▶ **Exercise objective**: Print the data exactly, leaving nothing out.

(Point labeling examples)
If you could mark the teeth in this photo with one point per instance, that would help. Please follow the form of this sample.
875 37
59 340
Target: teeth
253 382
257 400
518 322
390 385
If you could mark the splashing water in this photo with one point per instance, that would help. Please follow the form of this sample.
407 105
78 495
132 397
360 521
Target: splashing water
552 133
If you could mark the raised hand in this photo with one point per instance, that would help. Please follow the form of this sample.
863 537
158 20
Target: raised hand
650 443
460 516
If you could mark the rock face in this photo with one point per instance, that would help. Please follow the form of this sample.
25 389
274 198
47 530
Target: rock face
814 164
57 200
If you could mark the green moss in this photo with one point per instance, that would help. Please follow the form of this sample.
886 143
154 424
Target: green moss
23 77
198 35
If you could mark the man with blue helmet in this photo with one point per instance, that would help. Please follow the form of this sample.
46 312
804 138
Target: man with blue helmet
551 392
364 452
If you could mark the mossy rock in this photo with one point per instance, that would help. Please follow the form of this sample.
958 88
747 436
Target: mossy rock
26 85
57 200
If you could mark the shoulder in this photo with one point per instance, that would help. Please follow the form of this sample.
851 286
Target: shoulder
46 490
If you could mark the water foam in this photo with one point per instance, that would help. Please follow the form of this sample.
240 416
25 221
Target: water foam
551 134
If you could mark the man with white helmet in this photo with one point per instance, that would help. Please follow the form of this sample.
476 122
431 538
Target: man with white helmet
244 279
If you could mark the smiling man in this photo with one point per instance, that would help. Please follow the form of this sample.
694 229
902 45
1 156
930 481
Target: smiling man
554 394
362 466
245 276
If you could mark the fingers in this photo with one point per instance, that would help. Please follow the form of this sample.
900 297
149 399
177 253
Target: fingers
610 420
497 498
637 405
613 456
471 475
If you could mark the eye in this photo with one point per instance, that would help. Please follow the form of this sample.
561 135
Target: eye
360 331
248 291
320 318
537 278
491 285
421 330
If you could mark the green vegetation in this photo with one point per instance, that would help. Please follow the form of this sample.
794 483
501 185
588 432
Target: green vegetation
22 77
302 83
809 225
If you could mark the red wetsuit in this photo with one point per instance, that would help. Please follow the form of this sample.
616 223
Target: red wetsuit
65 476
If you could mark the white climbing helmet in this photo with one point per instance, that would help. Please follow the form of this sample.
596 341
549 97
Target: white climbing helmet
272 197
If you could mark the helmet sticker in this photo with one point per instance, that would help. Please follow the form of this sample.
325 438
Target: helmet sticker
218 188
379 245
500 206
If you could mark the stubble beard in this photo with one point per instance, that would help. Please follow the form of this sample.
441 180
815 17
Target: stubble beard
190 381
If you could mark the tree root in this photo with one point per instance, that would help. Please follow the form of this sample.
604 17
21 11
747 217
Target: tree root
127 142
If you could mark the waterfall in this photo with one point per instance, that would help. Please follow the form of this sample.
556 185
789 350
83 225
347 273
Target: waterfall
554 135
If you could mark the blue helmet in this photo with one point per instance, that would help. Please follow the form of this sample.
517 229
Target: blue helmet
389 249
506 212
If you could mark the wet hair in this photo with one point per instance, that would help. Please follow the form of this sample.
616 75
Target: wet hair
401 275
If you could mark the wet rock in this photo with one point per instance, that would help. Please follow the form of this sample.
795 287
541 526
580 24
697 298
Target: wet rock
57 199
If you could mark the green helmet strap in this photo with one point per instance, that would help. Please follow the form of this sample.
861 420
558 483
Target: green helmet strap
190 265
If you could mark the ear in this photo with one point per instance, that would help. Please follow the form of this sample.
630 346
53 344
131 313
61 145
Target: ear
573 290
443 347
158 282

▶ **Solution to the problem**:
If you could mark the teeth in this photo with one point per instance, that would help. Please follow the form of this sample.
875 37
59 340
Target: teeth
253 382
257 400
518 322
390 385
If you could mark the splashing water in this photo with one point per instance, that would help. Please follow the form of this sample.
407 105
78 495
132 397
360 521
Target: splashing water
552 133
If you could mark the raised hand in this photo with one point per instance, that would help. Please follow the form of this sample.
863 537
158 20
Target: raised hand
650 443
460 516
If you could mark the rock face in this photo with one point per instance, that would help. Please follow the form of this sample.
25 389
274 198
47 530
Target: rock face
814 164
57 200
If you could mark the green moss in this photo with one point per instance, that would help. Please follow the form of this sample.
886 143
154 424
Target: green moss
23 77
198 35
If you could mark the man with blue helmet in this photo with one point per instance, that would help. Please follow the form of this sample.
46 312
804 138
Target: man with blue helmet
551 392
364 452
If you could mark the mossy rock in this photo with one point per instance, that would help. Please follow the form of this sample.
958 88
747 436
Target: mossy rock
26 85
57 200
If you could mark the shoulder in this photo with one point per instance, that would help. Please follow the form of this sample.
851 286
Target: shoulder
46 490
If you could mark the water foam in this photo with one point per instance, that would help. Please follow the form of this sample.
240 416
25 221
Target: water foam
551 134
If you could mark the man with white helmet in this photo with one point per instance, that would help. Please follow the form of this sample.
476 122
431 538
Target: man with white helmet
244 279
If you could mark the smiling man in this photo with one point per instance, that would help. Please follow the form of this sample.
694 229
902 45
1 156
930 481
Target: smiling man
554 394
362 466
245 276
If you could mark the fingers in this photo with one point per instance, that would help. Please follow the form of this sample.
900 297
149 399
177 253
Target: fingers
610 420
497 498
637 405
613 456
471 475
If you could mark the eye in this photo with one point per instance, that would help. Please follow the form of this sample.
561 135
Target: eye
360 331
248 291
320 318
537 278
491 285
421 330
If you could mark the green vegetation in this photo with one point per instance, that would help. Please follow the form of this sample.
794 483
501 185
588 432
Target: green vegetation
22 77
302 83
809 225
If you could mark the red wetsuit in this photo with one point per instance, that would help. Please follow the form of this sample.
616 223
Target: red wetsuit
65 476
If you could mark the white climbing helmet in this photo with one point per instance, that would help. Please follow the form of this sample.
596 341
549 97
Target: white climbing helmet
272 197
If you could mark the helmet sticker in this photo with one point per instance, that would help. Please follow the form of this sample.
325 438
Target: helmet sticker
218 188
379 245
500 206
If you could mark the stubble beard in this photo with one point per instance, that would help. Please follow the form of this sample.
441 180
815 17
Target: stubble beard
190 381
If you could mark the tree root in this photo with one point per instance, that would help. Please follow the form of this sample.
604 17
21 11
747 217
Target: tree root
127 142
If you could mark the waterfall in this photo with one point per instance, that would help. Please follow the form of this sample.
556 185
789 350
83 225
347 273
Target: waterfall
554 135
If you could mark the blue helmet in this photo with one point per instance, that would help. Please follow the form of this sample.
517 229
Target: blue helmet
389 249
506 212
If you could mark the wet hair in this photo with one point per instance, that would help. Please follow the form of this sample.
616 75
Target: wet hair
401 275
If you could mark the wet rock in this photo with one point per instance, that would help. Please follow the form of this sample.
795 287
541 526
580 24
697 298
Target: wet rock
57 199
If you could mark the green helmet strap in this photo with one point per instance, that would help. Please follow the form of this sample.
861 420
558 483
Target: green helmet strap
190 265
If you could mark the ear in this photo with one point per instance, that would help. Please follow the form of this sample.
630 346
53 344
131 313
61 145
Target: ear
573 290
443 347
158 282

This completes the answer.